* [Task details] Show every line in the rows below that contains the word "each".
START
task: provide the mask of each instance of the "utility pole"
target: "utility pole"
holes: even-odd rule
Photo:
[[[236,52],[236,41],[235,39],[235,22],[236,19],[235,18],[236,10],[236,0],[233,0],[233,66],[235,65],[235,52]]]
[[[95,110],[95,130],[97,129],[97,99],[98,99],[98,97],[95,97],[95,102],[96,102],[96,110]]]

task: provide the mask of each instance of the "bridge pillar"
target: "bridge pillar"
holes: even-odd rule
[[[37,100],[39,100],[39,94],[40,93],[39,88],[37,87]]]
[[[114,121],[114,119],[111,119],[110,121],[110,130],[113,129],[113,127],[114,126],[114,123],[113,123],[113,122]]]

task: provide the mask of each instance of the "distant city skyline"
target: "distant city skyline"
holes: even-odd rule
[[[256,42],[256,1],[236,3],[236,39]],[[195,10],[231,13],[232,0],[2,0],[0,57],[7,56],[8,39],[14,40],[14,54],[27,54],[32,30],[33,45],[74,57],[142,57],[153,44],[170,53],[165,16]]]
END
* [Correct result]
task: provide the mask of each instance of the "utility pole"
task: provide the mask of each instance of the "bridge pillar"
task: provide the mask of each instance of the "distant city skyline"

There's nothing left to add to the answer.